# Objetivos:
(A) Segundo a reportagem sobre as novas embaixadas do Itamaraty, quantas das 40 embaixadas abertas no governo Lula têm corpo diplomático abaixo do previsto?
(B) Diga se cada afirmação concorda com a reportagem sobre as novas embaixadas do Itamaraty: (i) na embaixada brasileira em Camarões há apenas um diplomata lotado; (ii) a lotação ideal de cada representação é definida pelo presidente da República; (iii) Irene Vida Gala é embaixadora em Camarões.
(C) Estenda a reportagem sobre as novas embaixadas do Itamaraty, começando logo após a última frase apresentada.

Nova pagina 3

Folha de São Paulo, Mundo, sábado, 18 de agosto de 2012

Novos postos viram “mico” no Itamaraty

Governo tem dificuldade em preencher
embaixadas abertas por Lula em países pobres, por falta de interesse

Ministério das Relações Exteriores afirma que
política de expansão das representações foi bem-sucedida

FLÁVIA FOREQUE, DE BRASÍLIA

O aumento do total de embaixadas no governo Lula
(2003-2010) esbarrou na falta de interesse dos diplomatas em atuar nesses
postos.

Das 40 embaixadas abertas durante a gestão do
petista, 35 contam com um corpo diplomático abaixo do previsto -a lotação ideal
de cada representação é definida em portaria assinada pelo ministro das Relações
Exteriores.

A falta de servidores é recorrente em postos na
África, no Oriente Médio e no Caribe, classificados, em grande maioria, como C e
D. Essas categorias, as piores, são definidas por critérios como grau de
representatividade do posto e nível de vida no país.

Em Camarões, por exemplo, só há um diplomata
lotado na embaixada brasileira: o chefe do posto, embaixador Orlando Galvêas.

Embaixadora em Acra, capital de Gana, Irene Vida
Gala afirma que um dos motivos para a dificuldade em ocupar postos mais áridos é
o pouco reconhecimento profissional.

"De um modo geral, ainda na atual geração, os
funcionários mais destacados da estrutura do Itamaraty nunca passaram por esses
postos, sobretudo na África. A mensagem é de que a África, ou postos menores e
de sacrifício, não podem estar no currículo daqueles que esperam fazer uma bela
carreira na Chancelaria", afirma. "Felizmente isso está mudando", avalia ela.

Acra esteve por duas vezes na lista de
embaixadas oferecidas aos recém-formados.

# Entradas de um conjunto de dados de apontamento:
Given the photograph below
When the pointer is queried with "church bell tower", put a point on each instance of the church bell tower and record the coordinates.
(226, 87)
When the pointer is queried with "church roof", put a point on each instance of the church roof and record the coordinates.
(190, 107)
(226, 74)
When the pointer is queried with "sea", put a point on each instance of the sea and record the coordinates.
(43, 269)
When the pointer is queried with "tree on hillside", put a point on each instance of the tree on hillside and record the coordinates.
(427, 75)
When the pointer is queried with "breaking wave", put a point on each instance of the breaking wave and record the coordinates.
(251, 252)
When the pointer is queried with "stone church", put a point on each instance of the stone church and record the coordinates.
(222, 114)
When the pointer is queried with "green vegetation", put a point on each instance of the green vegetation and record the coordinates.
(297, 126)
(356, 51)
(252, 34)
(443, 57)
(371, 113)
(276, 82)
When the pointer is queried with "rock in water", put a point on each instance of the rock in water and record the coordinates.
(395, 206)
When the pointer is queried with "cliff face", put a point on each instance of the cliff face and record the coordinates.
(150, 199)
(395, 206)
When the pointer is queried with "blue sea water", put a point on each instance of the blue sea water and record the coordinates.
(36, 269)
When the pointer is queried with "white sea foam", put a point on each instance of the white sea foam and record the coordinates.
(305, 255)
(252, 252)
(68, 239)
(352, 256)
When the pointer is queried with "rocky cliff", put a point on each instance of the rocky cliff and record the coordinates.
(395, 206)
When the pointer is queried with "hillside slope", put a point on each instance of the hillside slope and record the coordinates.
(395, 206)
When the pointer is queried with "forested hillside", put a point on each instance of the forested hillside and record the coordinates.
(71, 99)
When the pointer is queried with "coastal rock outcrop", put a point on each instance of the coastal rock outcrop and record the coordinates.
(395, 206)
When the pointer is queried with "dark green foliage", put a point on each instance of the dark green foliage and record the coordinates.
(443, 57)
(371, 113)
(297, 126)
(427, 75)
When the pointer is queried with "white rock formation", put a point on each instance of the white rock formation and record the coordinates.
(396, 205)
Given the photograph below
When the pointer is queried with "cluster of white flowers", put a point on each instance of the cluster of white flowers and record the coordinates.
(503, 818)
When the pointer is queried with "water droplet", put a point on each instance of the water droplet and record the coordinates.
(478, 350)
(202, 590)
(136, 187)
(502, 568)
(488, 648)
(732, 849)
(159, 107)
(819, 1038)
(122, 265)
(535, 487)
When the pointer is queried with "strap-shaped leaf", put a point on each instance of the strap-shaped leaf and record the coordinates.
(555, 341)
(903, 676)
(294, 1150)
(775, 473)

# As respostas:
(A) 35 das 40 embaixadas.

(B)
(i) Sim: "só há um diplomata lotado na embaixada brasileira".
(ii) Não: "a lotação ideal de cada representação é definida em portaria assinada pelo ministro das Relações Exteriores".
(iii) Não: "Embaixadora em Acra, capital de Gana, Irene Vida Gala".

(C)
Criada em 2007, essa relação prioriza os postos
com "alta carência" de pessoal. Mas nem sempre essas vagas são preenchidas.

Muitos diplomatas preferem ficar mais tempo no
Brasil até conseguirem postos mais tradicionais. Na última turma, só 11 dos 108
formandos aceitaram lugares como Iraque, Paquistão e Haiti.

O terceiro-secretário Michael Lawson foi um
deles. Atualmente, ele é o único diplomata em Gaborone, capital de Botsuana. A
expectativa é de que até setembro o posto tenha um embaixador.

Lawson afirma que aceitou a oferta por ter
interesse em atuar na África. Ele cita ainda alguns benefícios.

Diplomatas em postos mais difíceis recebem uma
remuneração maior, além de ter a possibilidade de pagamento integral de
auxílio-aluguel.

"Existe uma defasagem entre discurso e prática",
afirma um diplomata sobre a festejada expansão de postos.

O Itamaraty rebate e defende que o aumento do
número de embaixadas foi uma política bem-sucedida.

"A maior capilaridade da representação do Brasil
no exterior, inclusive em áreas de grande importância nas quais tínhamos
presença esparsa, tem ajudado na interlocução com os governos e contribuído para
identificar novas oportunidades de negócios rapidamente", afirma o ministério
por meio da assessoria de imprensa.

"Conacri é uma imensa favela", diz embaixador

DE BRASÍLIA

"Conacri é uma imensa favela, pior do que as
nossas."

É assim que o embaixador José Fiúza Neto define
a capital da Guiné. Há quatro anos ele é o único diplomata brasileiro no país
africano.

Até há pouco tempo, o diplomata acumulou a
função de embaixador em Serra Leoa, hoje com sede própria.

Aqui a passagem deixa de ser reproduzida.